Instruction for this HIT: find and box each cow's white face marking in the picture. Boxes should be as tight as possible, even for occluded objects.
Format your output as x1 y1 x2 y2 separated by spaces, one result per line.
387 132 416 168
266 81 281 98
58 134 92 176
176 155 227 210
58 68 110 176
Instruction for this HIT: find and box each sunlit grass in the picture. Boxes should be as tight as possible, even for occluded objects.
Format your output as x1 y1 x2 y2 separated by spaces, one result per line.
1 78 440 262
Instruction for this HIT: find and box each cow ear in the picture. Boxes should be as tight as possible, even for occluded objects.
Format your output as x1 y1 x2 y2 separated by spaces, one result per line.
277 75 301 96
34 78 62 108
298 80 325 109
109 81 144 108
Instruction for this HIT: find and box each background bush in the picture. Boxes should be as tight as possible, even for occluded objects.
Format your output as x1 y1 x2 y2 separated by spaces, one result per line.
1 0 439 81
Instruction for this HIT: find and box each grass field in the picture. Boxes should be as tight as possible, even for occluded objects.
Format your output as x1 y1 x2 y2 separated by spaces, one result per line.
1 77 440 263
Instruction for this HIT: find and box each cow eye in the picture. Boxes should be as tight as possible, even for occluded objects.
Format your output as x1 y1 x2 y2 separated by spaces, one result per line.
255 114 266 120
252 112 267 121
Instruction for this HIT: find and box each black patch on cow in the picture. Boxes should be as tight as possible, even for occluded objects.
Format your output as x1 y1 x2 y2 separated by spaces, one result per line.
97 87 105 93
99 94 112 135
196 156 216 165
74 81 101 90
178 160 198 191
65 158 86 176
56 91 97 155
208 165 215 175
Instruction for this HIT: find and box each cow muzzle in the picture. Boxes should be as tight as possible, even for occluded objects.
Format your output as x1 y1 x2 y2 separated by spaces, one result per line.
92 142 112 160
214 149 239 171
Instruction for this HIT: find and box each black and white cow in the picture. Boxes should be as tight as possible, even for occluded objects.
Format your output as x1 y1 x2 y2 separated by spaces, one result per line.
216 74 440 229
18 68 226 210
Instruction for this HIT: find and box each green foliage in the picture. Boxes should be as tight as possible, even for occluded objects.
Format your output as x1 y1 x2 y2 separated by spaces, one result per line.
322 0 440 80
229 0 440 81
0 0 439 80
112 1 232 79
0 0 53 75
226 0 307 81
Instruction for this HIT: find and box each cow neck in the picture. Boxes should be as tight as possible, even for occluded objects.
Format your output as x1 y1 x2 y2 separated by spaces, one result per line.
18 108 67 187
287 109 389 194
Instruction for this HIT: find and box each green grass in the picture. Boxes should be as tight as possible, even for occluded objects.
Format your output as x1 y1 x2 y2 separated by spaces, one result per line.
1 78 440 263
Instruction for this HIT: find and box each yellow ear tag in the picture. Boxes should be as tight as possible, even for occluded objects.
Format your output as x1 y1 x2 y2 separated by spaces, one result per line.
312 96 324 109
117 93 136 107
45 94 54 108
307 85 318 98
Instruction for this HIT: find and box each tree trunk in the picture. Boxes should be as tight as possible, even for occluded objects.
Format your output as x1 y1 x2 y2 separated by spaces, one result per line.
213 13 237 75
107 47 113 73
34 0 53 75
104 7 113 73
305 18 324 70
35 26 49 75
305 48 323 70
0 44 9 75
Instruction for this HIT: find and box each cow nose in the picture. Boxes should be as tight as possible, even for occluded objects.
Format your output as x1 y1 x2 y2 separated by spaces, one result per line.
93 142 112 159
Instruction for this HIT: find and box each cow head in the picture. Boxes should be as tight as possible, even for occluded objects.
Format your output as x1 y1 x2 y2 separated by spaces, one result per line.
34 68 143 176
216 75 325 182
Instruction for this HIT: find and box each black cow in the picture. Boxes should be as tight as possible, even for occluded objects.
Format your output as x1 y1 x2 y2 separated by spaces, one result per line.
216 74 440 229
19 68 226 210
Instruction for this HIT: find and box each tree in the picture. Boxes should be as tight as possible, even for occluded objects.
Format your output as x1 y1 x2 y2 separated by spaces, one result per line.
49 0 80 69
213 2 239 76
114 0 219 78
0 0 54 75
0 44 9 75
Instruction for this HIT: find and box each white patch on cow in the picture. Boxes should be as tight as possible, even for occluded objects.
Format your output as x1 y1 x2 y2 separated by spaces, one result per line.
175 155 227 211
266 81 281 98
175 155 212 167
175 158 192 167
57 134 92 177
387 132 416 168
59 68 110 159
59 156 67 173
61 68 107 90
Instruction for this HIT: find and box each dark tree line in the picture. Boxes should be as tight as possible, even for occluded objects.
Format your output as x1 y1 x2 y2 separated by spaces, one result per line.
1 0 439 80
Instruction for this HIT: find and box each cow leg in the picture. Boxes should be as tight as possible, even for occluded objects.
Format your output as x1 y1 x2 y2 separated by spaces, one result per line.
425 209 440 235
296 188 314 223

### What is needed
Transcribe the listing in full, keeping every line exact.

### Exercise result
Instruction for this HIT: find and box each cow's white face marking in the picture. Boxes should be as tight as possible, even for occluded objects.
Format your output as x1 y1 x2 y2 separated by spaces, one result per line.
387 132 416 168
266 81 281 98
58 134 92 176
176 155 227 210
58 68 110 176
Instruction for this HIT: find and box each sunlit grass in the picture. Boxes should be as tight as possible, even for occluded objects.
Format your output as x1 y1 x2 y2 separated by spaces, one result per line.
1 78 440 262
Instruction for this HIT: find and box each cow ear in the picture. Boxes should be as tight as possible, even for occluded objects.
Format your output as x1 y1 x2 y2 separated by spaces, one result per line.
277 75 301 96
34 78 62 108
298 80 325 109
109 81 144 108
Instruction for this HIT: find and box each background bush in the picture. Boxes should be as tight as possible, even for occluded objects.
Format your output as x1 y1 x2 y2 separated by spaces, one result per line.
1 0 439 81
Instruction for this HIT: find and box each grass field in the picture. Boxes should be as tight as possible, even for occluded objects.
Format your output as x1 y1 x2 y2 separated by spaces, one result per line.
1 77 440 263
Instruction for this HIT: find and box each cow eye in the picture. Boxes should be as tight as possible, even for occluded objects.
Format your output as x1 y1 x2 y2 separated by spaces, one result per line.
255 114 266 120
252 112 267 121
Instruction for this HIT: find and box each black patch on cow in the picture. Boxes should be as tight as possible, even for occluded objects.
Format your output as x1 y1 x2 y2 separated by spaces, one result per line.
97 87 105 93
99 94 112 135
196 156 216 165
74 81 101 90
178 160 198 191
65 158 86 176
56 91 97 155
208 165 215 175
Instruction for this HIT: find and box each cow muzzle in the picture. Boxes should be as tight as possible, even for occluded objects.
Format your output as x1 y1 x2 y2 separated by spaces, one result per line.
92 142 112 160
214 149 239 171
Instruction for this HIT: find and box each black and white cow in the picture. Boxes should be as tight as possible, even for occluded objects.
Format your output as x1 y1 x2 y2 separated by spaces, one result per line.
216 74 440 229
18 68 226 210
Instruction for this HIT: find and box each green foliage in the picture. Boxes should be as tight as possible, even for occluded objects.
Format your output as x1 y1 x2 y2 separated by spaces, one result per line.
322 0 440 80
229 0 440 81
0 0 439 80
112 1 232 79
0 0 53 75
226 0 307 81
Instruction for this HIT: find and box each cow neck in the picture. Boxes should be as tight as possible, even for occluded objects.
Format your output as x1 y1 x2 y2 separated by spaces, one result per line.
18 108 67 187
287 109 389 194
Instruction for this HIT: find and box each green grass in the picture. Boxes should be as tight as possible, even for occluded objects.
Format your output as x1 y1 x2 y2 separated by spaces, one result per line.
1 78 440 263
Instruction for this HIT: find and box each yellow ear tag in the picture. Boxes should be as tight as possible, even for occluded objects.
Format your output as x1 y1 x2 y2 separated by spaces, one result per line.
312 96 324 109
117 93 136 107
45 94 54 108
307 85 318 98
Instruction for this HIT: find and box each tree trunk in the picture. Boxes should be as tight as possible, even for occluded objects.
Format your output as x1 y1 x2 y2 separated by spaces, one result per line.
213 13 237 75
107 47 113 73
34 0 53 75
104 7 113 73
305 18 324 70
35 26 49 75
305 48 323 70
0 44 9 75
Instruction for this HIT: find and box each cow nose in the picture. Boxes should be as tight as possible, even for occluded objects.
Format your output as x1 y1 x2 y2 separated by spaces, one result per line.
93 142 112 159
Instruction for this HIT: find and box each cow head in the picture. Boxes should be as tight as possible, even for occluded objects.
Format your output as x1 y1 x2 y2 separated by spaces, one result per line.
34 68 143 176
216 75 325 182
Instruction for this HIT: find and box each black cow in the picture. Boxes should be as tight as possible, even for occluded objects.
Format your output as x1 y1 x2 y2 separated by spaces, one result per line.
216 74 440 229
19 68 226 210
Instruction for this HIT: find and box each tree in the picture. Boxes should be as tight as possible, even for occluded objects.
Format your output as x1 y1 x2 y2 separated by spaces, one result per line.
49 0 80 69
213 2 239 76
114 0 219 78
0 0 54 75
0 44 9 75
Instruction for this HIT: find and box each white patch on cow in the picture. Boxes should be as tight as possible, even for occluded objects.
Format your output as x1 y1 x2 y2 separated by spaces, one result per line.
175 155 227 211
266 81 281 98
175 155 212 167
175 158 192 167
57 134 92 177
387 132 416 168
59 68 110 159
59 156 67 173
61 68 107 90
Instruction for this HIT: find and box each dark tree line in the picture. Boxes should be as tight as possible, even for occluded objects.
Format your output as x1 y1 x2 y2 separated by spaces, one result per line.
1 0 439 80
Instruction for this HIT: find and box each cow leg in the picture. Boxes should be as tight as possible, even for occluded objects.
Format your output as x1 y1 x2 y2 separated by spaces, one result per line.
425 209 440 235
296 188 314 223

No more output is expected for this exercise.